Work to complete
[a] Please return the passage of the Bash guide starting at "Command substitution means" and ending at "today=$(date +%Y-%m-%d)".
[b] According to the Bash guide, what does the -l option make wc count?

═════ Source extract ═════

Command Substitution & Arithmetic

Bash scripts become powerful the moment they stop hard-coding values and start computing them. Two features make that possible: command substitution (running a command and using its output as a value) and arithmetic expansion (doing math directly inside the shell). Without them you would have to type today’s date or the number of files by hand; with them your script figures it out at runtime. This page shows both, on Ubuntu 22.04/24.04 LTS, with commands that actually run.

Command substitution: capturing output into a variable

Command substitution means “run this command, throw away nothing, and hand me back what it printed so I can store it.” The modern syntax is $(command) — a dollar sign followed by the command in parentheses.

Here is the simplest useful example: save today’s date into a variable.

#!/usr/bin/env bash
today=$(date +%Y-%m-%d)
echo "Backup created on $today"

Output:

Backup created on 2026-06-15

The shell runs date +%Y-%m-%d first, captures the text it prints (2026-06-15), and assigns that text to the variable today. Note there are no spaces around the = sign in a Bash assignment — today = $(...) would fail.

Counting things

A very common DevOps task is counting files, lines, or processes. You pipe a command’s output into wc -l (wc is “word count”; -l counts lines) and capture the result.

#!/usr/bin/env bash
log_dir="/var/log/nginx"
count=$(ls "$log_dir" | wc -l)
echo "There are $count files in $log_dir"

═════ Information shown ═════

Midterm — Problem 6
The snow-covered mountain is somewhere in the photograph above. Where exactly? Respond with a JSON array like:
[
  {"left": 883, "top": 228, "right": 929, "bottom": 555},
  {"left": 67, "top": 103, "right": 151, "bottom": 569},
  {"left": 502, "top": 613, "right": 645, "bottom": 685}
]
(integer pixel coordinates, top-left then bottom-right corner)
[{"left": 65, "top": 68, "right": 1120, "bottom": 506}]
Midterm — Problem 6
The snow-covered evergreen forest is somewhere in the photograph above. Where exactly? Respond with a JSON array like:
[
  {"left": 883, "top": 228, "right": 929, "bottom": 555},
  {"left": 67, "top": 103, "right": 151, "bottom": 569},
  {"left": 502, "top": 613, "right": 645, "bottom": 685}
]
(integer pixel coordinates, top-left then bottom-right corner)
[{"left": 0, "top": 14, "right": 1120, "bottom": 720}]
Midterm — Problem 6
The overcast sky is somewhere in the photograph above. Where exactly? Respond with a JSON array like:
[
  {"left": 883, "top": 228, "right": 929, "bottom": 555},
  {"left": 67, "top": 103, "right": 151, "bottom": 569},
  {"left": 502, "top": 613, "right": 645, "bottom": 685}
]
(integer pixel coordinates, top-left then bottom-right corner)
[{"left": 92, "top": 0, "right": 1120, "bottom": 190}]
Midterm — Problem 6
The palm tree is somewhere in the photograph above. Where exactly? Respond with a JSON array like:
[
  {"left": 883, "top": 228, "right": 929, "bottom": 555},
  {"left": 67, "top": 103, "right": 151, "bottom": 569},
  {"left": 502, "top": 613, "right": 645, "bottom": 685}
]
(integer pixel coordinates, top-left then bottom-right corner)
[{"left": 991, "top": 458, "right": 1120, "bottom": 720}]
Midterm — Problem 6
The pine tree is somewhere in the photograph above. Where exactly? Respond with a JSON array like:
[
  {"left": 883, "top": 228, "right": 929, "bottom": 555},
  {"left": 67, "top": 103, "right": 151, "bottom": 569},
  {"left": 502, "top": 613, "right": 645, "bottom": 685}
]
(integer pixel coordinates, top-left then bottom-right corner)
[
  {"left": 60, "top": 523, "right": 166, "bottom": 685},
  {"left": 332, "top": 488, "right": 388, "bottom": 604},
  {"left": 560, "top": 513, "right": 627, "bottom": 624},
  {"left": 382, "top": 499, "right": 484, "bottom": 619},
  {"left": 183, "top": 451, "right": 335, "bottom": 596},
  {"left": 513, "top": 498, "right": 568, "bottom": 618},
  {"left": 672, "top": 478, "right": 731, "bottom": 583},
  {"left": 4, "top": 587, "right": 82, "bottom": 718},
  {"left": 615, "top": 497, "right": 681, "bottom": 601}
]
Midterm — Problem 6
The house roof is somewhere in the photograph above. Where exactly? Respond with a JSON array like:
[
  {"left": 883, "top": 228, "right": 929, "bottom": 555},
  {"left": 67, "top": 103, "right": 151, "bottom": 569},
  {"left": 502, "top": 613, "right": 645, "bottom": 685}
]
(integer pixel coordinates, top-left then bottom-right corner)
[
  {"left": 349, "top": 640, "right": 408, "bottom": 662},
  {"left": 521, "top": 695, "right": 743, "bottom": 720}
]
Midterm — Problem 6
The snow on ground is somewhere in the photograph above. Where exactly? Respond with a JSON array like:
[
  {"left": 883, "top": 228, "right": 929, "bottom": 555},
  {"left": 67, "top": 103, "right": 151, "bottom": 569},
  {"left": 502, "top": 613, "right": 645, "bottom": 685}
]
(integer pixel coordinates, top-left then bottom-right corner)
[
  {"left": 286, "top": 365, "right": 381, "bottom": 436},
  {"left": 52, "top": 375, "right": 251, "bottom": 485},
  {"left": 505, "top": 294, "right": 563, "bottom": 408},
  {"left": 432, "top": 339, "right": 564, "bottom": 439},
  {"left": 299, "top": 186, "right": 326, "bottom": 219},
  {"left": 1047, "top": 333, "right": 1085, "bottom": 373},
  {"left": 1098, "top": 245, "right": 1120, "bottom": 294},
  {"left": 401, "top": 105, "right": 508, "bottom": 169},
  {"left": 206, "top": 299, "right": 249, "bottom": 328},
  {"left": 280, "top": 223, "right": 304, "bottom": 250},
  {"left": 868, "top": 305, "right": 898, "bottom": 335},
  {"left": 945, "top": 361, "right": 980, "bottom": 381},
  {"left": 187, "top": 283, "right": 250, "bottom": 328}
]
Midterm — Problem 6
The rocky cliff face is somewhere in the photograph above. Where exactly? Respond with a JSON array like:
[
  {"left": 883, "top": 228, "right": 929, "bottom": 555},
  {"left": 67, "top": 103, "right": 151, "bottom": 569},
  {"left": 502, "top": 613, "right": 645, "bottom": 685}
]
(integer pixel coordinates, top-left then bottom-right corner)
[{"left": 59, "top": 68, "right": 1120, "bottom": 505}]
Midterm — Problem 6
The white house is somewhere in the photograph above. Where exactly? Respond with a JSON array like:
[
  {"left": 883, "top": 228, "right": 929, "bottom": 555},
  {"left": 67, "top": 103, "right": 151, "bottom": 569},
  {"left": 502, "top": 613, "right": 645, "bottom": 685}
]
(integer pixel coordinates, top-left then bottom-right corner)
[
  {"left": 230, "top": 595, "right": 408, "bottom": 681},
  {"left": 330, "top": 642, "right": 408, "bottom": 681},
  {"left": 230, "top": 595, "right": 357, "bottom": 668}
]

═════

Completed exercise
[a]
Command substitution means “run this command, throw away nothing, and hand me back what it printed so I can store it.” The modern syntax is $(command) — a dollar sign followed by the command in parentheses.

Here is the simplest useful example: save today’s date into a variable.

#!/usr/bin/env bash
today=$(date +%Y-%m-%d)

[b] Lines.